=== Exercise passage ===
To further illustrate my point about that guy being an outlier and an idiot, some male military spouses are reclaiming the pejorative, forming a group called the “Dependabros” in a nod to both the sexism of assuming female dependence and the reality that plenty of women serve in the military. Here’s the story.
This was such a wonderful essay, Erin. I loved this bit most of all: “I’d do well to avoid the snare of footnoting my own life story with borrowed pain.” It is so easy to get angry on behalf of all the people who have suffered injustice in the world, and it is tempting to want to participate in the feeling of being treated unjustly. I’m currently reading a book about one of four people who escaped from Auschwitz, and I’m going through these same feelings as you report while reading Hags, but for antisemitism. I think it’s a trap we need to avoid both for our own mental health and so that we keep potential allies on our side, rather than feeling defensive.

=== Check your understanding ===
(A) According to the comment passage, what is the name of the group formed by some male military spouses?
(B) Say whether each statement agrees with the comment passage, and quote the words that decide it.
(i) The Dependabros group is made up of female military spouses.
(ii) The second comment's writer is reading a book about one of four people who escaped from Auschwitz.
(iii) The second comment's writer says the trap should be avoided partly for the sake of mental health.
(C) Write a few more sentences of the comment passage, starting after its last sentence.

=== Data ===
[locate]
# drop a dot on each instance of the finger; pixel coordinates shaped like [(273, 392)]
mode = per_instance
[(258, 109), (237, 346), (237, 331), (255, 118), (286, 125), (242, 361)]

=== Expected responses ===
(A) The “Dependabros”

(B)
(i) No: “some male military spouses are reclaiming the pejorative, forming a group called the “Dependabros””
(ii) Yes: “I’m currently reading a book about one of four people who escaped from Auschwitz”
(iii) Yes: “a trap we need to avoid both for our own mental health”

(C)
Wonderful review. Your friends also sound brilliant and insightful.
I read most of Hags while simultaneously completing a Harry Potter movie marathon with my kids during a very rainy weekend. So naturally Smith’s framework was floating around in my head when the middle aged lady villain to end all middle aged lady villains appeared in movie 5: Dolores Umbridge. Everyone loves to hate Umbridge; she is truly one of the most effective villains in fiction. Stephen King himself once called her “the greatest make-believe villain to come along since Hannibal Lecter”. I, too, of course hate Umbridge with her banal evil, her weaponized use of the color pink, her ugly old toad-like face. She’s well beyond the 3 Fs: she is certainly not fuckable, she’s too old to be fertile and as for femininity - while she speaks in an artificially breathy feminine voice and decorates everything with kitten motifs, the clash of this affectation of young femininity with her inherent lack of it in her actual lumpy toad of a person is the key to her character. Umbridge is…a Karen. So naturally I started channeling my inner Victoria Smith and interrogating the middle aged stereotypes that Umbridge is based upon.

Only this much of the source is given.